Challenge A - Check each statement against the forum thread on recession and interest rates. For each, answer yes or no and quote the exact words from the thread that decide it: (i) The first poster says that with interest rates at 2%, only retailers suffer. (ii) The first poster expects people to spend extra money mainly on new televisions. (iii) One reply says that Turnbull opposed the stimulus.
Challenge B - Write the next part of the forum thread on recession and interest rates, starting right after its last line.

Recession/Interest rates. This is going to end badly!

i will not stand by and watch all these Keating-huggers openly and freely declare their love for the worst PM Australia has seen. his strategy was to raise interest rates to pull australia out of the recession by making ANYONE who owed ANYTHING pay through the nose - so if you weren't a dole bludger on rent assistance close topublic transport, you got slammed. got to love em, huh? socialists to the core.

the current crop of thinking is to not try and create breadlines around the block, in full knowledge that people ARE up to their eyeballs in debt - so lower interest rates to minimise the impact of said debt, meanwhile try to keep the economy up by inciting voluntary spending. at the end of the day - people are going to use the extra money to pay down that debt rather than buy a new telly (unlike that homeswest home around the corner from me, where 5 days after the handout they got some big 20in bling wheels for their EL falcon....), but the result is the same.

if IRs get to 22%, retailers AND the general public suffer. with IRs at 2%, only the retailers suffer as everyone pumps their extra cash to pay off CCs, GE finance contracts etc.

i deal with the masses everyday, and investors. there is large sentiment out there, for anyone with half a brain and not a product of the iGen, that things will get worse, so get rid of all debt - even try to scrub the mortgage down.

Keating was as blind as Swann. Anyone who can ponce back into parliament house after announcing they ****ed $20bil against the wall, and now our "only" option is deficit, is a fkn moron who has no credibility as any kind of monetary figure-head of Australian economics.

down with labour. boooooo...

Agree,

All current Labor party are doing is raping the situation, by paying for their next term in office.

Pretty crap, but the heard will follow @ the booths in 2011 :(
 
Funny how it was supported by Turnbull. The Libs would have joined in the world stimulus party, no doubt.

Keating did what had to be done. He was never one to worry about being liked. Or being a sneaky liar like little Johnny.

Keating was as blind as Swann. Anyone who can ponce back into parliament house after announcing they ****ed $20bil against the wall, and now our "only" option is deficit, is a fkn moron who has no credibility as any kind of monetary figure-head of Australian economics.

down with labour. boooooo...

Record extracts -
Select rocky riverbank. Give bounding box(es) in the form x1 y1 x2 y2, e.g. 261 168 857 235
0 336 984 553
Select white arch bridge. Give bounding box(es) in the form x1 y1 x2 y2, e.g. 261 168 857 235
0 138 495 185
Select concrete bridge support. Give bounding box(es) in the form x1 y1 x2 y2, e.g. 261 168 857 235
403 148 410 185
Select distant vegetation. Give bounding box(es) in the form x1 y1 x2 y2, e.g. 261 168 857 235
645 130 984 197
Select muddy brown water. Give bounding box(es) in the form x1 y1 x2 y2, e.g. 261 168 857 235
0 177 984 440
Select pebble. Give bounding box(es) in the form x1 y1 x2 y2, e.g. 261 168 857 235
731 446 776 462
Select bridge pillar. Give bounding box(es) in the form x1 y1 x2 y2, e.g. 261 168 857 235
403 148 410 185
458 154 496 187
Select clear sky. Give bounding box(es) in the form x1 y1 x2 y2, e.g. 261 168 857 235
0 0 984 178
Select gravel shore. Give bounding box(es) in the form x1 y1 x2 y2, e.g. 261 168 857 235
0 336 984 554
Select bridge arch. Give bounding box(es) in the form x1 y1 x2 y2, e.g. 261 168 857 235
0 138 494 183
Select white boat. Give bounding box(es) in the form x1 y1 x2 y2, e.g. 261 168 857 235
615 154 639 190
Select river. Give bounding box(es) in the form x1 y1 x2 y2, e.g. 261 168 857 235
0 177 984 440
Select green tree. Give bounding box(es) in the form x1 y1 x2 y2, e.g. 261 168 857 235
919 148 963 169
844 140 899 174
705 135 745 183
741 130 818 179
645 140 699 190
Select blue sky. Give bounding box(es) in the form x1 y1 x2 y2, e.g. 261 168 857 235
* * *
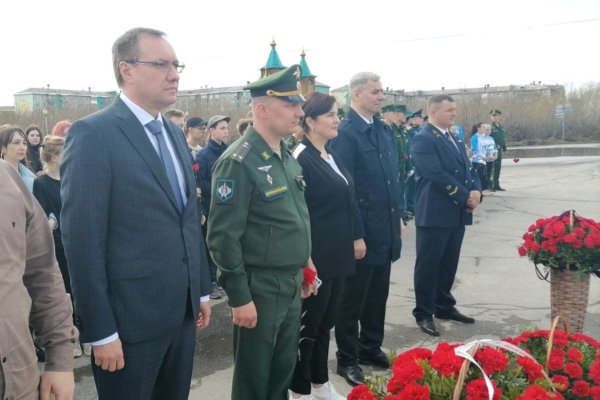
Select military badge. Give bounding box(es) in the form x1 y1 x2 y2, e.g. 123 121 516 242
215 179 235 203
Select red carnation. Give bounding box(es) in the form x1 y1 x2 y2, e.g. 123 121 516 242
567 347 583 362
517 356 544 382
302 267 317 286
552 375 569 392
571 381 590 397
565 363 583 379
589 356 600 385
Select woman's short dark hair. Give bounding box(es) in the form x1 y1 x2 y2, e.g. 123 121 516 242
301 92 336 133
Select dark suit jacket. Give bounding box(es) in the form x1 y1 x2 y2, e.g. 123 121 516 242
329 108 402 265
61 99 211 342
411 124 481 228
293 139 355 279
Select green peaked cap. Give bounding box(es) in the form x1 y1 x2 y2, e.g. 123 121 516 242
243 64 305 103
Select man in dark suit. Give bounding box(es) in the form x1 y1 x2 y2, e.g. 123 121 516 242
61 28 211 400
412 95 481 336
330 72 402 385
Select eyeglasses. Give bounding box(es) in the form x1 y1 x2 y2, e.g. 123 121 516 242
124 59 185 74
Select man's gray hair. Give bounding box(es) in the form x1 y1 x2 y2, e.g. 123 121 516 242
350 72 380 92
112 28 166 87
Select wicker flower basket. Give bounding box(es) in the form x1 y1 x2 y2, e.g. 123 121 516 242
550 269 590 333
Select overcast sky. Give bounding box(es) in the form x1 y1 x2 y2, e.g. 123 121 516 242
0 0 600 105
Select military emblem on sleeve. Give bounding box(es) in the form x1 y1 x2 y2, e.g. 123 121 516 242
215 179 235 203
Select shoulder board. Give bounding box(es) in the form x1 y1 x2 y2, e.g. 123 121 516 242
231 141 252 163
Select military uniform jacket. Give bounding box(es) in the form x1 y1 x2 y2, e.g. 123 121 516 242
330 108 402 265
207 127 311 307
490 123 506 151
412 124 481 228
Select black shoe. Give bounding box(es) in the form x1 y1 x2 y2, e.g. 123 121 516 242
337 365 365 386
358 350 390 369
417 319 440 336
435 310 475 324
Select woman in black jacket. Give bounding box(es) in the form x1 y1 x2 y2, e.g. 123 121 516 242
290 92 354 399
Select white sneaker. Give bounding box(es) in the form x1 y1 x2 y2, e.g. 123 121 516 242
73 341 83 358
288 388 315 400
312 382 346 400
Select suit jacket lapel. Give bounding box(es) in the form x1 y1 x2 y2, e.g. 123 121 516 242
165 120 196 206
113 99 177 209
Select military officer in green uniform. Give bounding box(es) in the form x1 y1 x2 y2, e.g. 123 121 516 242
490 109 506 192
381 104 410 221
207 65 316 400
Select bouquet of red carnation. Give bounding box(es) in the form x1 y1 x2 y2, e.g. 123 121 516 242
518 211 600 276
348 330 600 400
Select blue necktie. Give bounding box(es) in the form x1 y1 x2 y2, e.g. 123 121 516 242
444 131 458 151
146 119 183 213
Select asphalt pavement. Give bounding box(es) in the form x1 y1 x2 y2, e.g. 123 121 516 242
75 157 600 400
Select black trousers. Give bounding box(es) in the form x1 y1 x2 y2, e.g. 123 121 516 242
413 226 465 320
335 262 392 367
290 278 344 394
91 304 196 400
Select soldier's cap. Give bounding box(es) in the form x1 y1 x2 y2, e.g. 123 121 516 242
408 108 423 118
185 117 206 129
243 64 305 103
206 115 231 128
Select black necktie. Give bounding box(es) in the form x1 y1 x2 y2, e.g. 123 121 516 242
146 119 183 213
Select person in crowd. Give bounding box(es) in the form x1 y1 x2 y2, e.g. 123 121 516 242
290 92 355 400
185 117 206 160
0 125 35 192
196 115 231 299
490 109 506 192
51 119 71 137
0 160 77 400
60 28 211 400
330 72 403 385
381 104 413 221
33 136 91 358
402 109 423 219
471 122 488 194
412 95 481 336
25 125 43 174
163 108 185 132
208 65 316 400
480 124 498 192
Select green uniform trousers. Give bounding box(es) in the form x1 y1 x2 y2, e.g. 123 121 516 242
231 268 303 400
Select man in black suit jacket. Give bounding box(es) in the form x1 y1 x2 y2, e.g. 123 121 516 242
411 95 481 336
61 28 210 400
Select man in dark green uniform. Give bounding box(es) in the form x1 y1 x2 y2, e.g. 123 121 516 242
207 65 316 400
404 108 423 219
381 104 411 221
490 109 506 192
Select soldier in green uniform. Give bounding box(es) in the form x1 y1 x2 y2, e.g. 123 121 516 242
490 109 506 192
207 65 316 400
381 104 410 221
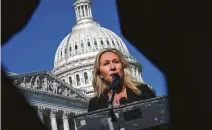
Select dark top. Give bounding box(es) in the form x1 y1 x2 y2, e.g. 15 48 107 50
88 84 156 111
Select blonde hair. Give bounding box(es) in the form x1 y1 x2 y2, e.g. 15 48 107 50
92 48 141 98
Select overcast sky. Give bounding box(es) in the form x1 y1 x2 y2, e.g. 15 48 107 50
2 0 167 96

Task result A -
(i) Yes: "with IRs at 2%, only the retailers suffer"
(ii) No: "people are going to use the extra money to pay down that debt rather than buy a new telly"
(iii) No: "Funny how it was supported by Turnbull."

Task result B -
But interest rates do have a huge stimulatory effect on the economy, if as you suggest it doesnt then monetary policy would never be used as an economic tool. Its just that because of the credit crisis, monetary policy is not as effective as in normal economic conditions, hence the ability to make larger decreases than would otherwise be the case.

yes, lower interest rates have stimulatory effect on the economy with the cost of having more debt that will weigth on future growth, in any case the more debt you take doesn't have anymore that much stimulus on the economy as you can see from this graph from US
dbt gdp ratio.jpg

I think after this economic contraction one thing CB will learn is that monetary policy shouldn't be used as economic growth tool and to be used to keep the system stable and inflation under control and prevent bubble to form.
 
:eek:
Keating did what had to be done. He was never one to worry about being liked. Or being a sneaky liar like little Johnny.

I'm not a Labor voter but I don't have an issue with Keating - he knew a lot and his economic reform record is better than anyone else I'm aware of. We have been trading off the success of those reforms for more than a decade now and the only thing that comes close since is the GST which is a pretty small effort in comparison.

On the contrary, the current bunch (on both sides of the fence) inspire no confidence at all. No real ideas, just throwing money away because they can in the name of "stimulus". And everything else is going backwards - the WorkChoices wind back is just the tip of the iceberg. I am surprised at Turnbull - I was hoping for a much more credible alternative for how to get through this but instead we get this cautious "maybe" response to everything the govt says, which is not much at all. It's a worry...

On the topic of the thread, I am of the view that we are more protected than most, although it will still hurt going into -ve growth for a while. We have fewer govt subsidies / tariff protections (although we're going in the wrong direction with cars) and a much more competitive economy than most so we should manage it better and with more flexibility.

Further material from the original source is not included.